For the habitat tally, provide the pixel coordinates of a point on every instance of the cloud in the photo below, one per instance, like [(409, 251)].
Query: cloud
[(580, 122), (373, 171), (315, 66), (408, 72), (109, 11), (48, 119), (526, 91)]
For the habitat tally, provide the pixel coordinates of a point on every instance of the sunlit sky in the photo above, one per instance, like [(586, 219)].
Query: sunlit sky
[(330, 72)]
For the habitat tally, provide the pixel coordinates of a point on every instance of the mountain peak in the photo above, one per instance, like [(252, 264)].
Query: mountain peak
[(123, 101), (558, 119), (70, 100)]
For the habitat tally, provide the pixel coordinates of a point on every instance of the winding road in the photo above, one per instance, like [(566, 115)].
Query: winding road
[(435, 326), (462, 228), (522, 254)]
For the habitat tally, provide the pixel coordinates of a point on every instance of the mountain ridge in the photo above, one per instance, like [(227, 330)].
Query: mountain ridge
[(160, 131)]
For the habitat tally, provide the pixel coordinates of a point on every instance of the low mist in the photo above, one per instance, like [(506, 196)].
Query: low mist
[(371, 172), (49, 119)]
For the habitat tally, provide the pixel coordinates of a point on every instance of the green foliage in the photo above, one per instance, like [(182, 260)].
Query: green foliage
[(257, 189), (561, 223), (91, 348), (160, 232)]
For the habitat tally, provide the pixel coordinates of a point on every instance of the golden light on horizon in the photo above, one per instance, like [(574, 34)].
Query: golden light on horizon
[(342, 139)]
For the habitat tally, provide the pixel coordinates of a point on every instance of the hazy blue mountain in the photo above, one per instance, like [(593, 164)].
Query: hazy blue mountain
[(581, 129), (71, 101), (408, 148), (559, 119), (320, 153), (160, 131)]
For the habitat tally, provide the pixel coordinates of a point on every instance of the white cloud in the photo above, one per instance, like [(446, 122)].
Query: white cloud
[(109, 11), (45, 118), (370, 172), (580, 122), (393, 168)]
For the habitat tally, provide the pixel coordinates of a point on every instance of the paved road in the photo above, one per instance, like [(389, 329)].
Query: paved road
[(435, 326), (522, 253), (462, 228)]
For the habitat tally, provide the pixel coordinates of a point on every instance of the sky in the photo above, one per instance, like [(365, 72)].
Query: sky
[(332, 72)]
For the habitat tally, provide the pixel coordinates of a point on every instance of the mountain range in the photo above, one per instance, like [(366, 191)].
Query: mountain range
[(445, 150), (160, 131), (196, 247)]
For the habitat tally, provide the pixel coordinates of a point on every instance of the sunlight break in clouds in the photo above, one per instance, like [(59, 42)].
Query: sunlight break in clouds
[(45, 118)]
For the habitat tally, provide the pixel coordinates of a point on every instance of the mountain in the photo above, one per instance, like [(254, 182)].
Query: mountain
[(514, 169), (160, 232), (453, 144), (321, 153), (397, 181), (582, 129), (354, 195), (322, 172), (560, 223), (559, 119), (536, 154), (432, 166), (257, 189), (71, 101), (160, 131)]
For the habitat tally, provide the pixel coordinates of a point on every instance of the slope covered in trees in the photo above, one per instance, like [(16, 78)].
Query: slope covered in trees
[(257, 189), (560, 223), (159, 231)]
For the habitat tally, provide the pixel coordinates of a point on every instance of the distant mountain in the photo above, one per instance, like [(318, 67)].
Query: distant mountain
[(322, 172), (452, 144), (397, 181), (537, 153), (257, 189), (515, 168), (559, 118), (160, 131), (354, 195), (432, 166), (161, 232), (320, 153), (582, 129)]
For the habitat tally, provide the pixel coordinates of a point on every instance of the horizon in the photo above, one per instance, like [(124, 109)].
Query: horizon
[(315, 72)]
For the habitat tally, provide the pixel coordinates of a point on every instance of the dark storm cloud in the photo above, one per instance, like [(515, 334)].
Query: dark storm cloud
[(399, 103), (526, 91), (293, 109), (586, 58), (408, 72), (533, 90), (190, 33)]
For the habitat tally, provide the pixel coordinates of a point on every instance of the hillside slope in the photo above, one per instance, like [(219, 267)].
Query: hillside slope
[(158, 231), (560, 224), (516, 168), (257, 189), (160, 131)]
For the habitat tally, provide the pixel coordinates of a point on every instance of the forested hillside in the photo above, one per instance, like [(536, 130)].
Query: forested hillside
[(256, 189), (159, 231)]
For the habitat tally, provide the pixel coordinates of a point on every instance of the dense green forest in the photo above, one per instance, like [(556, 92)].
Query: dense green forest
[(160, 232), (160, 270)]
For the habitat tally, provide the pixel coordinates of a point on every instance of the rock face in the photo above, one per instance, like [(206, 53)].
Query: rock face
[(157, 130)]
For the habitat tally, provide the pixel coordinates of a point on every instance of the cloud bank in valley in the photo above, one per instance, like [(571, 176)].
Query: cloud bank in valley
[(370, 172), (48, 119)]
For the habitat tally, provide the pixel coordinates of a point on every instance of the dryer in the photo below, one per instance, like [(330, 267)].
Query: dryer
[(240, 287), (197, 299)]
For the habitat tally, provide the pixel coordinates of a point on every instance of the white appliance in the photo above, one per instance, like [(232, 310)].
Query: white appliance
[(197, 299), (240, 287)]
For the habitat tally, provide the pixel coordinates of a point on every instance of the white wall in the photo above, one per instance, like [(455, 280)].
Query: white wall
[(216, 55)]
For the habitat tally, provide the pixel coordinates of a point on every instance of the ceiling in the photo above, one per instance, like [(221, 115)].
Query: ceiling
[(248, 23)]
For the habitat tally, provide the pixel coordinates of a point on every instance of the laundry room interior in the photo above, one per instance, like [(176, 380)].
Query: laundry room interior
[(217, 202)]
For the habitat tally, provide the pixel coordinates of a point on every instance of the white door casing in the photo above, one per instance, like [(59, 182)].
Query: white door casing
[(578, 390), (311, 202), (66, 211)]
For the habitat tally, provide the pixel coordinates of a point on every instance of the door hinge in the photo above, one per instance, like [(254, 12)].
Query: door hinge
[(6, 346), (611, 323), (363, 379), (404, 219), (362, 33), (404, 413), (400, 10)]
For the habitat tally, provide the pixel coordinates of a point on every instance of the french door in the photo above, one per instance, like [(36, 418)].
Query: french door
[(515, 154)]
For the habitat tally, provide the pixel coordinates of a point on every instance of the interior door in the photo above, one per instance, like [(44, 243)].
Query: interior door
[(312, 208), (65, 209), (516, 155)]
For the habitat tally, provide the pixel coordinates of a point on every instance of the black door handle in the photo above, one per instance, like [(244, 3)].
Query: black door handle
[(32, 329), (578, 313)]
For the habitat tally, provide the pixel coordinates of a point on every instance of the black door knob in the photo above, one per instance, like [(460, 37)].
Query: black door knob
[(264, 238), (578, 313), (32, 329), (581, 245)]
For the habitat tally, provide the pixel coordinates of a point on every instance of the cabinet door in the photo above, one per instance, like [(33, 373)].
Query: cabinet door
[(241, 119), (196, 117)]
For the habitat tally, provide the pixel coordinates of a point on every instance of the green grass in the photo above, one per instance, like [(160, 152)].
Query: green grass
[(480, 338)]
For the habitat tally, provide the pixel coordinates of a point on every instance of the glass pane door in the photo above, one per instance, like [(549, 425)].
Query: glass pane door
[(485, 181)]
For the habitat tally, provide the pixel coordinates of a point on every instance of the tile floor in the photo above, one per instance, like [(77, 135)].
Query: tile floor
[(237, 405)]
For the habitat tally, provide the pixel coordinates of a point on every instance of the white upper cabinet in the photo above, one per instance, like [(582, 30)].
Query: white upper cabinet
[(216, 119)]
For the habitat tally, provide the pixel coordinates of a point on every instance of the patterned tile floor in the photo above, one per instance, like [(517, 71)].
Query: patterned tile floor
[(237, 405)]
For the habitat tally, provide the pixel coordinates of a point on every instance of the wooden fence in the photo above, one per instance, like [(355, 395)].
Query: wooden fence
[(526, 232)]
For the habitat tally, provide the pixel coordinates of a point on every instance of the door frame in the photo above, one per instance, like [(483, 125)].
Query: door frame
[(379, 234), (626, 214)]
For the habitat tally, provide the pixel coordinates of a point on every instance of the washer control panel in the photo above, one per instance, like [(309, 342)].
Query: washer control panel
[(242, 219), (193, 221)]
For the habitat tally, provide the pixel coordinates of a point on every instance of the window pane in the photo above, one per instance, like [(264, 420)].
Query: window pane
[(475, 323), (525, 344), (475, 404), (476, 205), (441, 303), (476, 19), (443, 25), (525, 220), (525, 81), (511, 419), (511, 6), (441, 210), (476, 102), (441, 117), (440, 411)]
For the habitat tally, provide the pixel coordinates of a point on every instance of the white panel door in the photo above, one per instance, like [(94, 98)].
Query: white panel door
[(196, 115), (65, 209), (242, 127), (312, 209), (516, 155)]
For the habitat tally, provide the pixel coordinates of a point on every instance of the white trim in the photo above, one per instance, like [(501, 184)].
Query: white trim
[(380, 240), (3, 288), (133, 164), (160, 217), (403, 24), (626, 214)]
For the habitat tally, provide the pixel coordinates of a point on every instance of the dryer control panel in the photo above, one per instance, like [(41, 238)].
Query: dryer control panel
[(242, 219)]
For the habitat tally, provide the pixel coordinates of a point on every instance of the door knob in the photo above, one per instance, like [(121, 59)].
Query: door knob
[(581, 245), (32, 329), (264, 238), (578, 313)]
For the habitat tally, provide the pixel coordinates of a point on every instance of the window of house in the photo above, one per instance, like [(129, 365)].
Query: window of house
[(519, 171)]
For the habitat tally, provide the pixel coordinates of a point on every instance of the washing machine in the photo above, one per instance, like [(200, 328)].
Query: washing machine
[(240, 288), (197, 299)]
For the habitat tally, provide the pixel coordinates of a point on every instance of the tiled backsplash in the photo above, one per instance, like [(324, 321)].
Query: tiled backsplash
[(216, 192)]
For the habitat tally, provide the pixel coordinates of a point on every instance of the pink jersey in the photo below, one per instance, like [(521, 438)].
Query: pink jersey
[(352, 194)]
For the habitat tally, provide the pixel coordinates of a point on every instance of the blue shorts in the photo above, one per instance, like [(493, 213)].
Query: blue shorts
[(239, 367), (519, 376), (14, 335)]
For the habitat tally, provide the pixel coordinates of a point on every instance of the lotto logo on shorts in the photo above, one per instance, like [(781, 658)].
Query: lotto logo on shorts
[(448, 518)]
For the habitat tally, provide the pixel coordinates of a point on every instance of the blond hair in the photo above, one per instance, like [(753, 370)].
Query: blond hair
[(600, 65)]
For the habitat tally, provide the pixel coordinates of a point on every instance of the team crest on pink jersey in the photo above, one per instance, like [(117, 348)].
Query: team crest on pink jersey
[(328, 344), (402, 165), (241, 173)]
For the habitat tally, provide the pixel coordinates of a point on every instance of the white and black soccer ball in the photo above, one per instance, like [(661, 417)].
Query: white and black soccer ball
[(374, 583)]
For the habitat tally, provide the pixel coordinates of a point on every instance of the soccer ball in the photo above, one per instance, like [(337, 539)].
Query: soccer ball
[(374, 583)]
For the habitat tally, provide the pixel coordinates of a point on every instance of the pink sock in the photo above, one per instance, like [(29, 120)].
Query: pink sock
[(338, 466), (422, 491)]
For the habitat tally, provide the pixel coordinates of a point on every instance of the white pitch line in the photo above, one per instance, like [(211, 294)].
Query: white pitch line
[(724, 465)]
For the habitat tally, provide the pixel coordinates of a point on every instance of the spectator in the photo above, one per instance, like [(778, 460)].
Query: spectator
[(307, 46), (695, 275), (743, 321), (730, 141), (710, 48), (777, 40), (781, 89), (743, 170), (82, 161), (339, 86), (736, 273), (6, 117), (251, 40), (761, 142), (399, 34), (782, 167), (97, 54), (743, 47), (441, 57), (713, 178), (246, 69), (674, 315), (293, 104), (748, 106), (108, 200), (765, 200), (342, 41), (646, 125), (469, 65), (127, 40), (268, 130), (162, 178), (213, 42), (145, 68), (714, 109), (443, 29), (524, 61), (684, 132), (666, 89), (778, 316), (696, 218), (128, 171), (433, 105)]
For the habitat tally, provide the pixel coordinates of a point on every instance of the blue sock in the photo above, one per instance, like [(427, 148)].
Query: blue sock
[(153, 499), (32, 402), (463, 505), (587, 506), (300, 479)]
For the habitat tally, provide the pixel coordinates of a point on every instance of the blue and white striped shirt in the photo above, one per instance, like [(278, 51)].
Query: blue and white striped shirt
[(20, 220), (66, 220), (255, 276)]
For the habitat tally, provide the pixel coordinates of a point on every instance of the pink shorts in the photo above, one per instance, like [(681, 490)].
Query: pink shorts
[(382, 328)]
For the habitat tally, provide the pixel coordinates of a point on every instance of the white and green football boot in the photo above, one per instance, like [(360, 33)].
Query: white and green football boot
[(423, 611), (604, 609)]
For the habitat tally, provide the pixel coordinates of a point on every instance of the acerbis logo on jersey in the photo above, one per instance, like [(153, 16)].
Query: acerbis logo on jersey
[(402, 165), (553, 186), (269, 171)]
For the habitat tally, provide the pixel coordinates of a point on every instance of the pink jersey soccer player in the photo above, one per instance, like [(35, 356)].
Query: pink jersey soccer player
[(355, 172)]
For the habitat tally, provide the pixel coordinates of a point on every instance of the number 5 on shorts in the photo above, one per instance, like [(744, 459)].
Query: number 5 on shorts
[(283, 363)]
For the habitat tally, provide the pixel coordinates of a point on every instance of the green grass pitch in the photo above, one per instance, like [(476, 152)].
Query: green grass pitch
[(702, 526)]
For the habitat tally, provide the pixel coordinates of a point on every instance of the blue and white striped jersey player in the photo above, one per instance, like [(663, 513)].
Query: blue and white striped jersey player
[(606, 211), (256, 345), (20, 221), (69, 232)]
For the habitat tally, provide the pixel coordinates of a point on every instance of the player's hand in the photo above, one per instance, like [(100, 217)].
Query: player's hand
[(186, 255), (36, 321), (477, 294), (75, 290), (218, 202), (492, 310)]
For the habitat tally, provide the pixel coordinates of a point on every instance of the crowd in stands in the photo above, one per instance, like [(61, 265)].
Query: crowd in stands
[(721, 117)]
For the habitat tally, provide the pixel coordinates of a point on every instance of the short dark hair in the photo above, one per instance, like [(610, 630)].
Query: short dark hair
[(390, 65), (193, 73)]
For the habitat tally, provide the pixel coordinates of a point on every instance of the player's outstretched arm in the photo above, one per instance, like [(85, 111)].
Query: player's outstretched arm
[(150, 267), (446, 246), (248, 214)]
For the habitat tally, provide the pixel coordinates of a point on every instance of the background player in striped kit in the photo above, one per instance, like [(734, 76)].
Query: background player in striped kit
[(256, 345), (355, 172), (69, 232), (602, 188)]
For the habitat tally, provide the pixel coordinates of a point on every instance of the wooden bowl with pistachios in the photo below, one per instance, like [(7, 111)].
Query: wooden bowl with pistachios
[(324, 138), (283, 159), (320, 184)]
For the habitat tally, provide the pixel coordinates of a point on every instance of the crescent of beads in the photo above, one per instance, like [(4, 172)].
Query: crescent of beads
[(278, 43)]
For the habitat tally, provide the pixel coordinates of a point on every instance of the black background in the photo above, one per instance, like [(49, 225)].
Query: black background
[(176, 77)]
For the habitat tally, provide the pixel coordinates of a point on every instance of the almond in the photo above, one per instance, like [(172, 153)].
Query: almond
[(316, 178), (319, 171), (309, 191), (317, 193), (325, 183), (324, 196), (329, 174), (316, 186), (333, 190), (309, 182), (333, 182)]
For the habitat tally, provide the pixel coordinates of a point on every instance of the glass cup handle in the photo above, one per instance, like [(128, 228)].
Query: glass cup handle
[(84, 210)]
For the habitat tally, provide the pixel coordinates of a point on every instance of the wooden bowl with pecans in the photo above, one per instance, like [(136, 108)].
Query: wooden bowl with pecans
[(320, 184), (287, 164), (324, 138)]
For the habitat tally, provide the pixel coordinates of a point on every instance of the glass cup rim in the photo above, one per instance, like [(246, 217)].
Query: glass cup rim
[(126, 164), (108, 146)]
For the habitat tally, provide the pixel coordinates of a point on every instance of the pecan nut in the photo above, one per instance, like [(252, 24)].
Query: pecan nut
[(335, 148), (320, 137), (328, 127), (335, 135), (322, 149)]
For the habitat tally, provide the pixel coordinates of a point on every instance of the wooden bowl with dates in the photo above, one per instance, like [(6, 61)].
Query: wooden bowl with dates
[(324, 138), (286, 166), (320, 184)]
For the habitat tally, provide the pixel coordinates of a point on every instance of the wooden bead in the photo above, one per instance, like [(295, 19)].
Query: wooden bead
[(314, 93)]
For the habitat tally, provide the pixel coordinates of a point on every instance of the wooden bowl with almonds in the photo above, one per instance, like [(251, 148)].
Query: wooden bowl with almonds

*Given request*.
Print everything from the line that contains "like [(100, 217)]." down to the line that contains "[(721, 117)]", both of those lines included, exactly as they appear.

*Solution*.
For the habitat tally, provide the pixel coordinates of a point on every instance of the player's hand in the photo above, one per instance, like [(100, 217)].
Query: player's hand
[(186, 255), (36, 321), (477, 294), (75, 290), (218, 202), (492, 310)]
For the habitat tally, provide the pixel coordinates of a point on every instance of the crowd in stands in the photo above, one per instance, like [(61, 265)].
Query: crowd in stands
[(721, 117)]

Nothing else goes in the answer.